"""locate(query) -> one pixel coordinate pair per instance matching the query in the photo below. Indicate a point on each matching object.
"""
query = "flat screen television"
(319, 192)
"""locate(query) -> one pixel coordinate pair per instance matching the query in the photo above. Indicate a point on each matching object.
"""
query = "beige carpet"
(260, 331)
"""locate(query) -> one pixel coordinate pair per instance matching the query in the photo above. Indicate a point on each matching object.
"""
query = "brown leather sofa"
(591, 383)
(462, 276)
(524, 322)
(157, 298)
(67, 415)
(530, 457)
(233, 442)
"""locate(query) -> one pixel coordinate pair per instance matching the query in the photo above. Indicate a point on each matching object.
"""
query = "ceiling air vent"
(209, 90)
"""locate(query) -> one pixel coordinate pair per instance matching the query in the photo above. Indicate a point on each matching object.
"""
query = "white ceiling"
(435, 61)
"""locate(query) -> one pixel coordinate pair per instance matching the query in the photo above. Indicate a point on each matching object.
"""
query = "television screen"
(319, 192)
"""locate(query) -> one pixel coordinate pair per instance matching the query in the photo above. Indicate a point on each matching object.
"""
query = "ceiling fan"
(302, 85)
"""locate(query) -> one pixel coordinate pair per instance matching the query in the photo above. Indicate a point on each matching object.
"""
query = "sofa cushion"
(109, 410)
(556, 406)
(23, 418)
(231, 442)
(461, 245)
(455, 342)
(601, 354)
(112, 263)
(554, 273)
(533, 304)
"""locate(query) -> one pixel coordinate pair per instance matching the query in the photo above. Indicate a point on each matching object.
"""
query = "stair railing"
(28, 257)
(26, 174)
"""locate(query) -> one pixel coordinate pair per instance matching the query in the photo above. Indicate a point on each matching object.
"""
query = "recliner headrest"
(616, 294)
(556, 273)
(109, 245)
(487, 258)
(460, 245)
-*-*-
Reproduce every one of the entries above line for line, changing nothing.

"""locate(query) -> one pixel coordinate pair per instance matching the query in the photo below. Indicate a point on each matching object.
"""
query = "flat screen television"
(319, 192)
"""locate(query) -> one pixel coordinate pair per instance matching the query in the photo above. Indicate a point on each matching object.
"""
query = "beige carpet"
(260, 331)
"""locate(query) -> one pixel coordinate pair per instance matching the query in the photo above. Indicate a point on each matching object.
"""
query = "brown leather sofa"
(591, 383)
(462, 276)
(524, 322)
(157, 298)
(67, 415)
(530, 457)
(233, 442)
"""locate(query) -> one pixel coordinate pair per instance matching the query in the photo above. Indicate a point on each matching object.
"""
query = "ceiling air vent"
(209, 90)
"""locate(query) -> one pixel coordinate pair per instance matching the query in the photo above. Indicate a point on each matching object.
"""
query = "white ceiling"
(435, 61)
"""locate(query) -> one pixel coordinate pair per instance matching the query in the photo above. Indicate a point on each matching object.
"""
query = "television screen"
(319, 192)
"""locate(query) -> one pixel coordinate pair per instance matching the query in the photo above. Indicate a point on each matching object.
"""
query = "ceiling fan"
(302, 85)
"""locate(query) -> one pixel coordinate pair per instance matching the query in the photo above. Indicate a point on each matching object.
"""
query = "sofa cushion"
(109, 410)
(556, 406)
(23, 418)
(231, 442)
(461, 245)
(455, 342)
(601, 354)
(112, 263)
(554, 273)
(533, 304)
"""locate(query) -> one pixel coordinate pair per instance matching the query in the photo above. Indicate a point on each matching object.
"""
query = "stair railing"
(28, 257)
(26, 174)
"""locate(query) -> one pixel coordinate pair per instance matching the query in the photo above. Indicate a point on each matching object.
"""
query = "recliner headrest"
(616, 294)
(556, 273)
(109, 245)
(487, 258)
(460, 245)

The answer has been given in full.